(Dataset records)

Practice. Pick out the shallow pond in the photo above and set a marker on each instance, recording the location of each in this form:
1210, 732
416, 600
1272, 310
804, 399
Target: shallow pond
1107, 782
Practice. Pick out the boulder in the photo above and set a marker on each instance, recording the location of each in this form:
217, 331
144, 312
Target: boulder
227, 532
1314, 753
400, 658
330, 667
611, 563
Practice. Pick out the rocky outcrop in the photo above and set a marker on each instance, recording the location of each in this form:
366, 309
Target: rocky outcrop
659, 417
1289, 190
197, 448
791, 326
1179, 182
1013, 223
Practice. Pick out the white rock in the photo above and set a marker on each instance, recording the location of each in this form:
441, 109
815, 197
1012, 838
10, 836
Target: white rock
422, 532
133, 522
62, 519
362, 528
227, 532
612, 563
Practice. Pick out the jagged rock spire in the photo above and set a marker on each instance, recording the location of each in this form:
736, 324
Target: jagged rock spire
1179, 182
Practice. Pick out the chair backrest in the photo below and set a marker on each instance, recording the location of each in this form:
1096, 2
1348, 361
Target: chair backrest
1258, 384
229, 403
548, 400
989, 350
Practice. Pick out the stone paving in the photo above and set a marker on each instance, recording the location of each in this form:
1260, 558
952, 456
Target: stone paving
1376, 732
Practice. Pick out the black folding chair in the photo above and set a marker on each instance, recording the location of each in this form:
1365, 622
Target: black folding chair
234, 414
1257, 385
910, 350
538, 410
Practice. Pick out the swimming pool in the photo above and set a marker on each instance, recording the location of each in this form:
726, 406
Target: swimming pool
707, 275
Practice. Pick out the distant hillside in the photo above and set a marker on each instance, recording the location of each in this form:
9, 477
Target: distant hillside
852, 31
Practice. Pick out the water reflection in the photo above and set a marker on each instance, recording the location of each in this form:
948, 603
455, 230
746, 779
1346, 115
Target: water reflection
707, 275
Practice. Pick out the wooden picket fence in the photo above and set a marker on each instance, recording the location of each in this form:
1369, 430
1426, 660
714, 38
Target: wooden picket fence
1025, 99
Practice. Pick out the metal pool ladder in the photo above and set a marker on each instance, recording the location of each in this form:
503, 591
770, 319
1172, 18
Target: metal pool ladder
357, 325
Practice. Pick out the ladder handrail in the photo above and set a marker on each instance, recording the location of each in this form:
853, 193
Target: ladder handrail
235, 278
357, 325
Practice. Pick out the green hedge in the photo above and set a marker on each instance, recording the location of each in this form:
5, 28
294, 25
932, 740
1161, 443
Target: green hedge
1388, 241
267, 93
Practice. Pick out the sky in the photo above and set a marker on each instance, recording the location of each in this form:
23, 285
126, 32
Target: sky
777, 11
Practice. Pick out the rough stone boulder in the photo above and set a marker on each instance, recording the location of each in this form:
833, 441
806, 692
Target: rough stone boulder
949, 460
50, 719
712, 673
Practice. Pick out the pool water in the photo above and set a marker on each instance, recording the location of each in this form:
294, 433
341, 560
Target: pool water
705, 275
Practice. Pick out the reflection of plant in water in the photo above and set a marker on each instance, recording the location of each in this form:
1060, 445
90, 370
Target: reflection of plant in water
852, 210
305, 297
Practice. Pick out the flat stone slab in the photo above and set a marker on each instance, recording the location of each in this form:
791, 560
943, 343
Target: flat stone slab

§ INSTRUCTIONS FOR THE TASK:
Please write out all of the data above again, substituting "place a pin" for every occurrence of "set a marker". Leave everything else unchanged.

§ RESULT BELOW:
Practice. Pick out the shallow pond in the photo above and place a pin on each instance, recording the location of each in this form:
1210, 732
416, 600
1272, 310
804, 399
Target: shallow pond
1107, 782
Practice. Pick out the boulder in the photo above and place a pin on each instance, recording the location of each in this form:
217, 331
144, 312
Target: boulder
227, 532
1314, 753
400, 658
330, 667
611, 563
Practice. Pick out the rocky outcrop in the photo above and place a pin on each instance, recording the location of each in this form:
366, 309
Target: rocky outcrop
659, 417
1289, 190
197, 448
791, 326
1179, 182
1013, 223
Practice. Pick out the white rock in the photo above and place a pin on each instance, recording the location of each in this form:
441, 109
815, 197
1012, 838
10, 836
Target: white rock
422, 532
133, 522
62, 519
362, 528
227, 532
612, 563
Practice. Pick out the jagged rock spire in the photo above and place a pin on each instance, recording the location of each in this form:
736, 324
Target: jagged rock spire
1179, 182
Practice. Pick out the chair backrest in the photo below and place a pin on each instance, recording the location of each in this form:
1096, 2
1348, 361
Target: chair backrest
1258, 384
229, 403
548, 400
989, 350
Practice. Pick out the stone paving in the photo above and place a pin on each instance, recording the location of each in this form:
1260, 558
952, 456
Target: stone paving
1376, 732
Practice. Pick out the black folding chair in the photo above and place a pin on each instance, recording the location of each in this form:
1365, 622
Target: black folding chair
234, 414
1257, 385
910, 350
538, 410
Practice. Pick out the swimming pool in the photo above and place a pin on each instance, recording the location of each in this form:
726, 406
Target: swimming pool
707, 275
Practice. Pick out the distant hillside in the photo above and place a pin on each instance, recording the location of each in this form:
9, 477
Target: distant hillside
852, 31
Practice. Pick out the water reflection in the photo above and place a pin on each instance, recording the location of each in this form:
948, 603
455, 230
746, 779
1346, 115
Target: water reflection
707, 275
Practice. Pick out the wooden picket fence in the photo above and place a pin on each instance, recording the location of each in this form:
1369, 430
1426, 660
714, 38
Target: wooden picket fence
1025, 99
Practice. Pick out the metal pool ladder in the photo above and place a pin on each instance, recording the location of each in this form:
503, 591
770, 319
1172, 18
Target: metal pool ladder
357, 325
Practice. Pick out the ladder handrail in the photo above and place a pin on each instance, recording the location of each in this form:
853, 193
Target: ladder handrail
235, 278
357, 325
Practice. Pick out the green hedge in the photo above and place a pin on each instance, recording the location of each in this form:
5, 28
294, 25
932, 740
1161, 443
Target: green hedge
1388, 241
267, 93
Practice. Pick out the sky in the photo above and place a pin on each instance, recording the location of each in this form:
23, 285
126, 32
Target: sky
777, 11
Practice. Pick out the rough stone boulder in the photo above and place a pin on each instance, recording the location of each in this form:
833, 441
806, 692
Target: rough stone boulder
949, 460
50, 719
712, 673
Practice. Pick out the pool water in the photo above and place a pin on each instance, recording the location of each in this form:
294, 433
341, 560
Target: pool water
705, 275
Practice. Pick out the reflection of plant in water in the photo above and place a pin on each instance, recording the location of each in this form:
1060, 445
90, 370
Target: reflection of plant in water
852, 210
305, 297
Practice. Pick out the flat stone slab in the photo above and place a pin on each instance, recording the location of each in this form:
791, 560
943, 343
Target: flat stone slab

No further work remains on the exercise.